Raw records
>> START

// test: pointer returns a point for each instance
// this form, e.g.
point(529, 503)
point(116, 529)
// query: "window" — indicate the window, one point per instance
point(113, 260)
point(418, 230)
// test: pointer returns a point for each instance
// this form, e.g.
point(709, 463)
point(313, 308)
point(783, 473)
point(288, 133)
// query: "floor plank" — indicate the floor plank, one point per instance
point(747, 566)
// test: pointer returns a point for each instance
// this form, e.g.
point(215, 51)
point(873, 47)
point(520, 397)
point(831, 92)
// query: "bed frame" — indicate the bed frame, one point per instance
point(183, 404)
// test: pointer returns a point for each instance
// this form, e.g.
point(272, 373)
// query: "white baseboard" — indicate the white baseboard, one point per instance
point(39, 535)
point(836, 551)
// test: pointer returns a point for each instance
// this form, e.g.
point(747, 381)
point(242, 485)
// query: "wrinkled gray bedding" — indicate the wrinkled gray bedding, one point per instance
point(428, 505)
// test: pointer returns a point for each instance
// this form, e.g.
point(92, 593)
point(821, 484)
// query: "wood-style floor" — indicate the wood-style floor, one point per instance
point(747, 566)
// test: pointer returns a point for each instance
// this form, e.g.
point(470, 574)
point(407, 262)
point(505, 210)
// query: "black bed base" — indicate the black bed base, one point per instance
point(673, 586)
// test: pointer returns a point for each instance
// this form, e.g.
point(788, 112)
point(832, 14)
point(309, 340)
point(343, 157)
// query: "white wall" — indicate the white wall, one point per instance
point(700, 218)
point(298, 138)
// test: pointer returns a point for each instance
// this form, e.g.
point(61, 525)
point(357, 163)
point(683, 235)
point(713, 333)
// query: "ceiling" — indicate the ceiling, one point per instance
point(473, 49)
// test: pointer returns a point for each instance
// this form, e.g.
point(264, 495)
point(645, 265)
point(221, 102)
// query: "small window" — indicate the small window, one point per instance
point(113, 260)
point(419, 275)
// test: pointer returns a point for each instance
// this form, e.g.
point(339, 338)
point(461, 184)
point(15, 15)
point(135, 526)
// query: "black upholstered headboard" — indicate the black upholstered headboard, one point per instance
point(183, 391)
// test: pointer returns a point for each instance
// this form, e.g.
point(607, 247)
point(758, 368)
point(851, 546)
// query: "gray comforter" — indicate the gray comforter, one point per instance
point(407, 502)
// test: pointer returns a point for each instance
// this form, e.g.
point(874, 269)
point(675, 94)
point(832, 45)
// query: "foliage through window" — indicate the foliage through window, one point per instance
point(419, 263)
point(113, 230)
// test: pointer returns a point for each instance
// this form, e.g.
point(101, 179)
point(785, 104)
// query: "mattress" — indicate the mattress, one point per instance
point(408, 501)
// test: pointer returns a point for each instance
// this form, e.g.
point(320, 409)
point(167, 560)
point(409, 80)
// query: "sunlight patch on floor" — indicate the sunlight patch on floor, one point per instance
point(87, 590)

>> END

Convert every line of the items above into a JSON list of strings, one string per line, leaving out blank lines.

Solution
[
  "// test: pointer returns a point for each instance",
  "// this form, e.g.",
  "point(529, 503)",
  "point(116, 529)",
  "// query: \"window\" — indicate the window, one point per instance",
  "point(113, 260)",
  "point(418, 230)",
  "// test: pointer returns a point for each instance",
  "// this form, e.g.",
  "point(709, 463)",
  "point(313, 308)",
  "point(783, 473)",
  "point(288, 133)",
  "// query: \"floor plank\" — indicate the floor plank, one point per instance",
  "point(747, 566)",
  "// test: pointer returns a point for each instance",
  "// this form, e.g.",
  "point(215, 51)",
  "point(873, 47)",
  "point(520, 397)",
  "point(831, 92)",
  "// query: \"bed frame\" — indicate the bed frame, one point per instance",
  "point(183, 404)",
  "// test: pointer returns a point for each instance",
  "// this form, e.g.",
  "point(272, 373)",
  "// query: \"white baseboard\" — indicate the white baseboard, one point per instance",
  "point(39, 535)",
  "point(836, 551)",
  "// test: pointer returns a point for each instance",
  "// this form, e.g.",
  "point(747, 381)",
  "point(242, 485)",
  "// query: \"wrinkled gray bedding\" — indicate the wrinkled gray bedding, one point per instance",
  "point(428, 505)",
  "// test: pointer returns a point for each instance",
  "// this form, e.g.",
  "point(92, 593)",
  "point(821, 484)",
  "// query: \"wood-style floor\" — indicate the wood-style floor, one point per instance",
  "point(747, 566)",
  "// test: pointer returns a point for each instance",
  "// this form, e.g.",
  "point(470, 574)",
  "point(407, 262)",
  "point(505, 210)",
  "// query: \"black bed base\" — indicate the black bed base, one point per instance",
  "point(673, 586)",
  "// test: pointer returns a point for each instance",
  "// this form, e.g.",
  "point(788, 112)",
  "point(832, 14)",
  "point(309, 340)",
  "point(343, 157)",
  "// query: \"white wall\" — indicate the white wall, one point per instance",
  "point(700, 218)",
  "point(298, 138)",
  "// test: pointer returns a point for each instance",
  "// this form, e.g.",
  "point(61, 525)",
  "point(357, 163)",
  "point(683, 235)",
  "point(713, 333)",
  "// query: \"ceiling\" — indicate the ceiling, one point per instance",
  "point(473, 49)",
  "// test: pointer returns a point for each instance",
  "// this form, e.g.",
  "point(264, 495)",
  "point(645, 265)",
  "point(221, 102)",
  "// query: \"small window\" — indicate the small window, one point per instance",
  "point(113, 260)",
  "point(419, 275)",
  "// test: pointer returns a point for each instance",
  "// this form, e.g.",
  "point(339, 338)",
  "point(461, 184)",
  "point(15, 15)",
  "point(135, 526)",
  "// query: \"black upholstered headboard\" — indicate the black upholstered headboard, one point per instance",
  "point(183, 391)",
  "// test: pointer returns a point for each instance",
  "// this form, e.g.",
  "point(607, 247)",
  "point(758, 368)",
  "point(851, 546)",
  "// query: \"gray comforter\" — indicate the gray comforter, one point per instance",
  "point(407, 502)",
  "// test: pointer returns a point for each instance",
  "// this form, e.g.",
  "point(874, 269)",
  "point(675, 94)",
  "point(832, 45)",
  "// query: \"foliage through window\" — indicate the foliage through window, one point per instance",
  "point(419, 263)",
  "point(113, 230)",
  "// test: pointer returns a point for each instance",
  "// this form, e.g.",
  "point(101, 179)",
  "point(785, 104)",
  "// query: \"mattress\" — indicate the mattress, one point per instance",
  "point(408, 501)",
  "// test: pointer returns a point for each instance",
  "// this form, e.g.",
  "point(320, 409)",
  "point(167, 560)",
  "point(409, 80)",
  "// query: \"sunlight patch on floor\" — indicate the sunlight patch on floor, one point per instance",
  "point(87, 590)"
]